Named object pointing rows
****************

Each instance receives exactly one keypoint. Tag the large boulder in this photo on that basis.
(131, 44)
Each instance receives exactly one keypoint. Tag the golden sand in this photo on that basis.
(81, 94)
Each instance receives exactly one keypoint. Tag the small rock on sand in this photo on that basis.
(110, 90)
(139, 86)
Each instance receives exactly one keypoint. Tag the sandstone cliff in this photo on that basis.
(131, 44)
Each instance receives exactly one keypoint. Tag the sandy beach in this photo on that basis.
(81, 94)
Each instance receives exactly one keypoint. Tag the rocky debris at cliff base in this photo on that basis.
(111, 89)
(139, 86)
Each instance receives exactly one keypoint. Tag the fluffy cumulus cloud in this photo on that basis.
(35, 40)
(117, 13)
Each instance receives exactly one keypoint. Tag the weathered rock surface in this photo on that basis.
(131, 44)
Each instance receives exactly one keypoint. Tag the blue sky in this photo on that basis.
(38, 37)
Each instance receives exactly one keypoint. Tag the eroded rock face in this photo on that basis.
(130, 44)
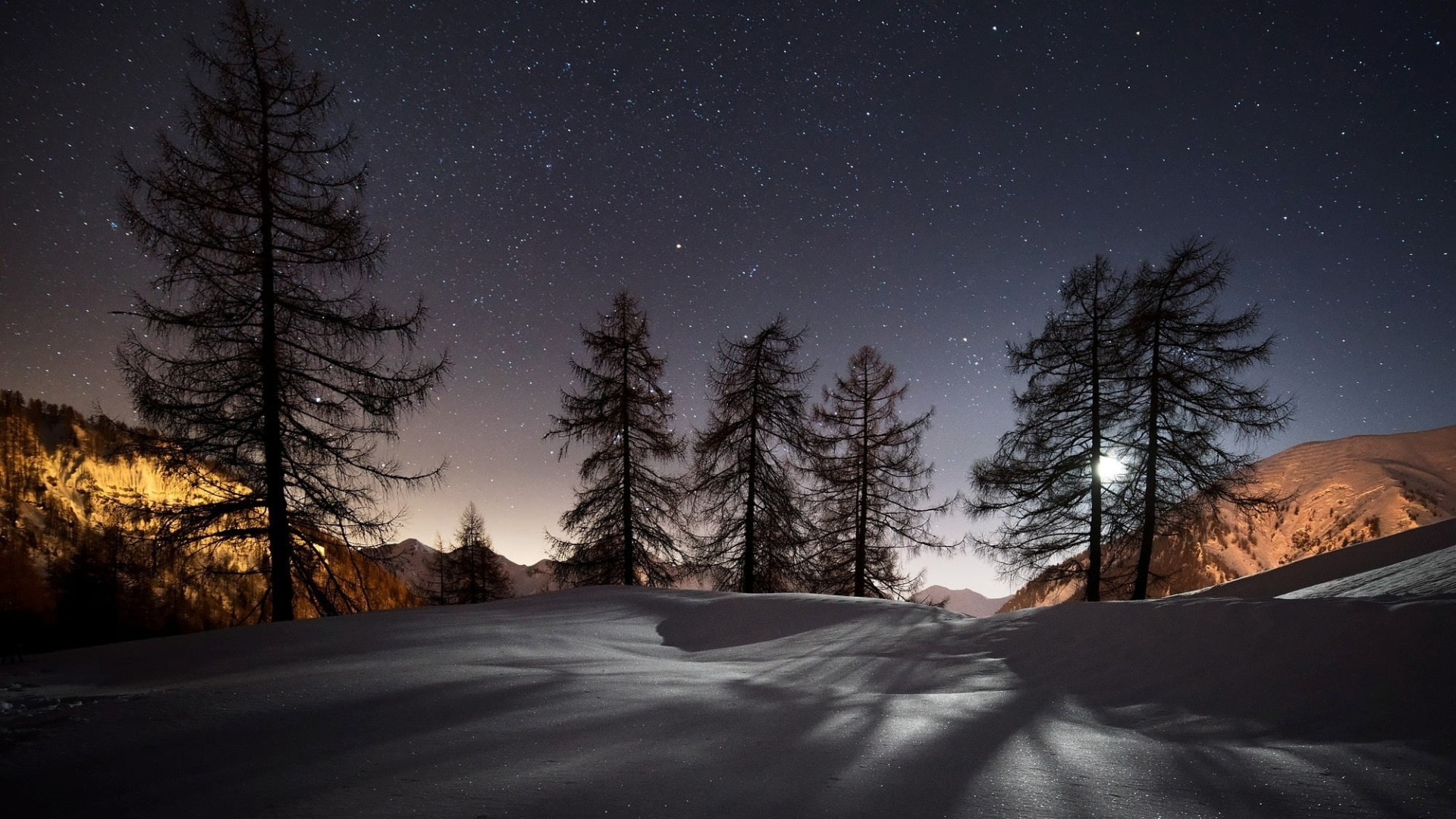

****************

WHAT IS BEING ASKED ▸
Rewrite every line of the rows above as a numbered list, skipping any blank lines and omitting the picture.

ANSWER TO THIS PROBLEM ▸
1. Each instance receives exactly one keypoint. Tag the large boulder in this photo on that basis.
2. (131, 44)
3. Each instance receives exactly one keypoint. Tag the golden sand in this photo on that basis.
4. (81, 94)
5. Each instance receives exactly one keypoint. Tag the small rock on sand in this photo on that basis.
6. (110, 90)
7. (139, 86)
8. Each instance receives exactly one keypoint. Tag the sandstone cliff in this photo on that basis.
9. (131, 44)
10. Each instance receives exactly one keypoint. Tag the sandy beach in this photo on that basis.
11. (81, 94)
12. Each instance receives exactly one keypoint. Tag the rocky debris at cliff base in this photo on that basis.
13. (111, 89)
14. (139, 86)
15. Each instance receives exactly one keypoint. Tag the fluffy cumulus cloud in this photo on that basis.
16. (35, 40)
17. (117, 13)
18. Each instance receives exactly one keypoint. Tag the weathered rock surface in this photo on that basis.
19. (131, 44)
20. Each instance receives exactly one keypoint. Tag the blue sky in this photo on that basis.
21. (38, 37)
22. Each instance receives exactly one keypoint. Tag the eroded rock face in this photo on that basis.
23. (130, 44)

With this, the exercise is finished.